> Task prompt: Rewrite all of the rows below with "Mark each instance" replaced by "Indicate every occurrence" wherever it occurs, leaving everything else unchanged.

────────────────────────────────────────

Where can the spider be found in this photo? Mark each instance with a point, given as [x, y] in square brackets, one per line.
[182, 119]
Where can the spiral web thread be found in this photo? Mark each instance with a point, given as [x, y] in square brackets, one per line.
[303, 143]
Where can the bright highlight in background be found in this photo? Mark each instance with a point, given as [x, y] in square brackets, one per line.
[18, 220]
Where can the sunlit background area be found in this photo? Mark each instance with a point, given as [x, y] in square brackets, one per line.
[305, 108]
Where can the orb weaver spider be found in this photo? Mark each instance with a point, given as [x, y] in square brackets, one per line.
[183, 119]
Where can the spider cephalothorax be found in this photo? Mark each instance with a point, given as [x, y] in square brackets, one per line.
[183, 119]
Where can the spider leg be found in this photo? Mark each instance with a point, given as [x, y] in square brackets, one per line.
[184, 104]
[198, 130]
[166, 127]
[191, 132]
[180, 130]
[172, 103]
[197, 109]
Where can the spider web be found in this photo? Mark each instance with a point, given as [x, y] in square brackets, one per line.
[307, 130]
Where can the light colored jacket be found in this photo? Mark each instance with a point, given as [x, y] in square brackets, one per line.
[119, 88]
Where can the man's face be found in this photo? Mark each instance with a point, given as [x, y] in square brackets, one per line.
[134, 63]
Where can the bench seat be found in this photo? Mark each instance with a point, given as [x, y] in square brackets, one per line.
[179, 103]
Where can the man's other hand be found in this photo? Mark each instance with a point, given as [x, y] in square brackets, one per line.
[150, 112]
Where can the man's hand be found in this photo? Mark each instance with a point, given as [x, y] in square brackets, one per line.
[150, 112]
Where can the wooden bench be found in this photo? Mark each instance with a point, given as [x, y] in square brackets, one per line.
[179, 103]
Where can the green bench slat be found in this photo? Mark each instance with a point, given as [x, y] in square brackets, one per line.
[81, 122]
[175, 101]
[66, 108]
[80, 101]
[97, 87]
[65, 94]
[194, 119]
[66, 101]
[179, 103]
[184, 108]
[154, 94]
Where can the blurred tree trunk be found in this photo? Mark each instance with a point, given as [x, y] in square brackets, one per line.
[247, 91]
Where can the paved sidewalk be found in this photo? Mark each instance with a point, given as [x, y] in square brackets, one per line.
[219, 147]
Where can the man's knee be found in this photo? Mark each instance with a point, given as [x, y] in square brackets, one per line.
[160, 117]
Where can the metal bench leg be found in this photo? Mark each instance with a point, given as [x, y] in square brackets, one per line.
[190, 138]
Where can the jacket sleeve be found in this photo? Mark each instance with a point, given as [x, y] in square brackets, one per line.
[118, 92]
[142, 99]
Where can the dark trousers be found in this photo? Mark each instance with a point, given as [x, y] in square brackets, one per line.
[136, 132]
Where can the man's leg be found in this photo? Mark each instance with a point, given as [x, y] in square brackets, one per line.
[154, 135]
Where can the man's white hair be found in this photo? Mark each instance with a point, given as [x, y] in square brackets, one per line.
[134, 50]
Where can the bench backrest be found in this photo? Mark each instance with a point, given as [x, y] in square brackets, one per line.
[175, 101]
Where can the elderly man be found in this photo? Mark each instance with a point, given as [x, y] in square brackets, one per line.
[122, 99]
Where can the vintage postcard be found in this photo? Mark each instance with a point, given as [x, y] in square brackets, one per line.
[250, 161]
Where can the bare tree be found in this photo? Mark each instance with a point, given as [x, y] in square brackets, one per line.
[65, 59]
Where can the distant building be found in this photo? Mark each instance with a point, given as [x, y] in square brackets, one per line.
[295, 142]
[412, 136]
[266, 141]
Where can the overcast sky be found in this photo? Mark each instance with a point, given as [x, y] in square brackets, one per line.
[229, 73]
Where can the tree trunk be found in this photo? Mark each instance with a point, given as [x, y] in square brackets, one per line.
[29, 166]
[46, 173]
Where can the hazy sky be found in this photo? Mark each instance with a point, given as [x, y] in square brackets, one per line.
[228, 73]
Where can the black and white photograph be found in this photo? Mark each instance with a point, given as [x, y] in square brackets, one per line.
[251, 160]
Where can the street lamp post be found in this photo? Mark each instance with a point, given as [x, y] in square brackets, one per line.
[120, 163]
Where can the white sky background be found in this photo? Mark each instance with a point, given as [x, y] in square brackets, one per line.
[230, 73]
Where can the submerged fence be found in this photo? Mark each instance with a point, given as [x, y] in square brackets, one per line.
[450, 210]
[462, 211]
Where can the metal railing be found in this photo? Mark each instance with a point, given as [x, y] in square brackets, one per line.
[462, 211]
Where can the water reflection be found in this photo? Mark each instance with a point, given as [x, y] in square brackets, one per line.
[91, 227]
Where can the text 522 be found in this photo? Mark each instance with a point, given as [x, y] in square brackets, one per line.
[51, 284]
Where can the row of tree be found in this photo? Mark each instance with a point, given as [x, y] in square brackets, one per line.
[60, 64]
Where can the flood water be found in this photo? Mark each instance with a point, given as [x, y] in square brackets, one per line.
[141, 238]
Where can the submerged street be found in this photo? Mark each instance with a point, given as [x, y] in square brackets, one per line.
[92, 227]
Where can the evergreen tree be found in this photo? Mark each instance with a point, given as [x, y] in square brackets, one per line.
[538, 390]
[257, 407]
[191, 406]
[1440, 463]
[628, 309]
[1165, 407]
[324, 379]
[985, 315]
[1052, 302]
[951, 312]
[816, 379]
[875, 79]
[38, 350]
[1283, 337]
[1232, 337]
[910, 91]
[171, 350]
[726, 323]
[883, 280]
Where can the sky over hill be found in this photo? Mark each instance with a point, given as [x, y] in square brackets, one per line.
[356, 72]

────────────────────────────────────────

> Solved exercise:
Where can the spider be found in this photo? Indicate every occurrence with a point, given as [x, y] in square brackets, one per line.
[182, 119]
Where can the spiral web thread be found in this photo? Indicate every occurrence with a point, given as [x, y] in square brackets, one per line.
[303, 143]
Where can the bright highlight in background be found in this photo? Indicate every occurrence with a point, given as [x, y] in square brackets, one per line.
[18, 220]
Where can the sunlit background area be found in this photo? Indicate every occurrence with a point, given as [x, y] in square brackets, one per line.
[305, 108]
Where can the orb weaver spider be found in this photo? Indicate every occurrence with a point, given as [x, y] in square brackets, one per line.
[183, 119]
Where can the spider cephalothorax be found in this photo? Indicate every occurrence with a point, given as [x, y] in square brackets, one per line.
[183, 119]
Where can the spider leg be found in this photo? Indicate every occurrence with a point, given as [x, y] in square brackets, one per line.
[184, 104]
[198, 130]
[166, 127]
[191, 132]
[180, 130]
[172, 103]
[197, 109]
Where can the spider web be found in this photo? Indicate every occurrence with a point, given as [x, y] in square brackets, one per line.
[307, 130]
Where can the light colored jacket be found in this photo? Indicate every occurrence with a point, given as [x, y] in square brackets, one per line.
[119, 88]
Where can the man's face be found in this photo? Indicate every occurrence with a point, given as [x, y] in square brackets, one per line.
[134, 63]
Where can the bench seat be found in this photo? Indicate every occurrence with a point, given as [x, y] in square brackets, one per line.
[179, 103]
Where can the man's other hand be found in this photo? Indicate every occurrence with a point, given as [x, y] in square brackets, one per line.
[150, 112]
Where can the man's hand be found in this photo? Indicate every occurrence with a point, given as [x, y] in square brackets, one per line.
[150, 112]
Where can the wooden bench be found in this photo? Indicate every occurrence with a point, given as [x, y] in square brackets, one per line.
[179, 103]
Where can the green bench slat be found in this photo? Indicate every occurrence with a point, given as [x, y] in square brackets, one per line.
[81, 122]
[175, 101]
[66, 108]
[80, 101]
[97, 87]
[65, 94]
[194, 119]
[66, 101]
[179, 103]
[184, 108]
[154, 94]
Where can the blurred tree trunk be found in this photo? Indicate every occurrence with a point, given as [x, y] in square brackets, one per line.
[247, 91]
Where can the paved sidewalk be found in this photo? Indicate every occurrence with a point, given as [x, y] in square brackets, one per line.
[219, 147]
Where can the man's knee be found in this photo? Indicate every occurrence with a point, given as [x, y] in square brackets, one per line.
[160, 117]
Where can the metal bench leg be found in this photo? Indicate every occurrence with a point, given as [x, y] in square brackets, one per line.
[190, 138]
Where can the jacket sleeve be found in this photo? Indicate every occurrence with a point, given as [x, y] in square brackets, one per line.
[118, 92]
[142, 99]
Where can the dark trousers be found in this photo? Indicate every occurrence with a point, given as [x, y] in square brackets, one per line.
[136, 132]
Where can the man's leg be found in this photo? Indicate every occurrence with a point, given as [x, y] in square brackets, one per line.
[154, 135]
Where can the man's white hair be found in this photo? Indicate every occurrence with a point, given as [x, y] in square brackets, one per line.
[134, 50]
Where can the bench backrest be found in this photo? Indicate every occurrence with a point, given as [x, y] in square brackets, one per line.
[175, 101]
Where can the elderly man be found in this photo? Indicate every occurrence with a point, given as [x, y] in square brackets, one per line.
[122, 99]
Where can the vintage postcard be found in this photo? Indicate every occurrence with a point, given as [x, y] in square brackets, one per line.
[250, 161]
Where can the bare tree be found in this photo? Indicate every occurrence with a point, given as [x, y] in square brackets, one per line.
[65, 59]
Where can the distant building be found in this photo? Indicate every occurrence with a point, given as [x, y] in square brackets, one per line.
[295, 142]
[412, 136]
[266, 141]
Where can the overcast sky be found in this photo? Indicate every occurrence with a point, given as [x, y] in square brackets, one per line.
[229, 73]
Where can the tree trunk be found in this photo? Indicate every occurrence with a point, given as [x, y] in square brackets, one per line.
[29, 166]
[46, 173]
Where can the hazy sky be found in this photo? Indicate every occurrence with a point, given as [x, y] in square brackets, one per line.
[228, 73]
Where can the black and white photograph be found in this photo? Indicate every occurrence with a point, given as [x, y] in square brackets, one per line.
[251, 160]
Where can the street lamp post be found in this photo? Indicate every occurrence with a point, given as [x, y] in square brackets, one per line.
[120, 163]
Where can the white sky background be found in this photo? Indicate every occurrence with a point, given as [x, y] in square brackets, one per line.
[230, 73]
Where can the submerged fence be found in this photo? Indicate every occurrence with a point, given as [x, y] in square brackets, one per line.
[450, 210]
[462, 211]
Where can the metal railing be found in this photo? Indicate every occurrence with a point, given as [x, y] in square brackets, one per line.
[462, 211]
Where can the water reflection be found in this photo? Indicate every occurrence with a point, given as [x, y] in square brackets, one per line.
[91, 227]
Where can the text 522 be found in this photo? Indicate every occurrence with a point, given as [x, y] in square brackets, one per line.
[51, 284]
Where can the row of tree be found in this photo? Indicate every occurrence with a point, given as [x, y] in square brackets, one per line.
[60, 64]
Where can the flood water be found in this photo? Indicate every occurrence with a point, given as [x, y] in square brackets, one per line.
[141, 238]
Where can the submerged street be found in this photo? Indicate every occurrence with a point, given as [x, y] in square brackets, one per line.
[92, 227]
Where can the evergreen tree be found in this photo? Indicate every occurrence with a point, given as [x, y] in square brackets, one per line.
[538, 390]
[257, 407]
[191, 406]
[1440, 463]
[628, 309]
[1165, 407]
[324, 379]
[985, 315]
[1052, 302]
[951, 312]
[816, 379]
[875, 79]
[38, 350]
[1283, 337]
[1232, 337]
[910, 91]
[171, 350]
[726, 323]
[883, 280]
Where can the sky over hill be found in this photo? Indicate every occurrence with a point, given as [x, y] in square brackets, one per line.
[356, 72]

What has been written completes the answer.